### Set task:
Render the records below as a two-column CSV with the header instruction,output, giving one row per record with its text in the first field and its answer in the second. Wrap each field in double quotes and replace line breaks with spaces.

### Data section:
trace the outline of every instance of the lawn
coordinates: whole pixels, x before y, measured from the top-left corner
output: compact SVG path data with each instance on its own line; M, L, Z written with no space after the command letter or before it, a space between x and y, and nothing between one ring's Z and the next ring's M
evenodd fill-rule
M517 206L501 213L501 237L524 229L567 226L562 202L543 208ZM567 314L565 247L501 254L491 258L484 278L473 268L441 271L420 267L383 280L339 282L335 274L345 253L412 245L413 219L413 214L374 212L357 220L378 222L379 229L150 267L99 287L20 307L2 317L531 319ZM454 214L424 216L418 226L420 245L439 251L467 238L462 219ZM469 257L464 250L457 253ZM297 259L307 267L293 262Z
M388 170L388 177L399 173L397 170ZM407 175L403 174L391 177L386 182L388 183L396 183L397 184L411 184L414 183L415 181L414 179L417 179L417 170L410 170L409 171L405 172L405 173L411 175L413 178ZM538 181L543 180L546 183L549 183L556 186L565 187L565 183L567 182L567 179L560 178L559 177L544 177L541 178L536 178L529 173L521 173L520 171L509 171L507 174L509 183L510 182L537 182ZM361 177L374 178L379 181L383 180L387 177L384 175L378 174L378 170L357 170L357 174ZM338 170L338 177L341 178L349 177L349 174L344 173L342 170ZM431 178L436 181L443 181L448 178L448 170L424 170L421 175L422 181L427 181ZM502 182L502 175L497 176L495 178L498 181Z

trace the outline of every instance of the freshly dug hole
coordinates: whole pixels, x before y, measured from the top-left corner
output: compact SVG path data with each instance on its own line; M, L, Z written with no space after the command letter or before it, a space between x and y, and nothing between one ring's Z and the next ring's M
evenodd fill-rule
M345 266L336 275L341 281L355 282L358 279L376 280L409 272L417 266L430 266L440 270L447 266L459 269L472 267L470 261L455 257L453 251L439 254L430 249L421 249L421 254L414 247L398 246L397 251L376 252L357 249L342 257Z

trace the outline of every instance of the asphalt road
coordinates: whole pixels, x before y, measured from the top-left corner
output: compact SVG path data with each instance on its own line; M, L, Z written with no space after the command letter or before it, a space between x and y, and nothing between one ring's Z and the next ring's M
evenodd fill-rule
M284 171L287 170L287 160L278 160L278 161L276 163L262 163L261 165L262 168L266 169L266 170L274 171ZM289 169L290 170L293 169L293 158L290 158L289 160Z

### Result of this task:
instruction,output
"trace the outline of every instance of the lawn coordinates: whole pixels, x before y, measured from the top-left corner output: compact SVG path data with each instance on its own line; M, L, Z written with no space after the command letter or before it, a space between x and y, and nothing between one ring's Z and the next ring's M evenodd fill-rule","M517 206L501 213L501 237L524 229L567 226L562 202L543 208ZM567 314L565 247L501 254L491 258L484 278L473 268L441 271L420 267L383 280L339 282L335 274L345 253L412 245L413 219L413 214L374 212L357 220L378 222L379 229L150 267L99 287L20 307L2 317L531 319ZM454 214L424 216L418 226L420 245L439 251L467 238L462 219ZM469 257L464 250L457 253ZM297 259L307 267L293 262Z M388 170L388 177L399 173L397 170ZM407 175L403 174L391 177L386 182L388 183L396 183L397 184L411 184L414 183L415 181L414 179L417 179L417 170L410 170L409 171L405 172L405 173L411 175L413 178ZM538 181L543 180L546 183L549 183L556 186L565 187L565 183L567 182L567 179L560 178L559 177L544 177L541 178L536 178L529 173L521 173L520 171L509 171L507 174L509 183L510 182L537 182ZM361 177L374 178L379 181L383 180L387 177L384 175L378 174L378 170L357 170L357 174ZM338 170L338 177L341 178L349 177L349 174L344 173L342 170ZM431 178L436 181L443 181L448 178L448 170L424 170L421 175L422 181L427 181ZM502 182L502 175L497 176L495 178L498 181Z"
"trace the outline of every instance of the freshly dug hole coordinates: whole pixels, x before y, measured from the top-left corner output: compact SVG path data with each instance on its own line; M, L, Z written with no space after the command letter or before it, a space between x and y, and nothing between one ring's Z and the next ring's M evenodd fill-rule","M345 266L336 275L341 281L355 282L358 279L376 280L409 272L417 266L430 266L440 270L447 266L459 269L472 267L470 261L455 257L453 251L439 254L430 249L421 249L421 254L414 247L398 246L397 251L376 252L357 249L342 257Z"
"trace the outline of every instance of the asphalt road coordinates: whole pixels, x before y, measured from the top-left corner output: compact SVG path data with each instance on its own line; M, L, Z written with no space after the command letter or before it, a space between x and y, and nothing between one ring's Z and the next ring's M evenodd fill-rule","M284 171L287 170L287 160L278 160L278 161L276 163L262 163L261 165L262 168L266 169L266 170L274 171ZM289 169L290 170L293 169L293 158L290 158L289 160Z"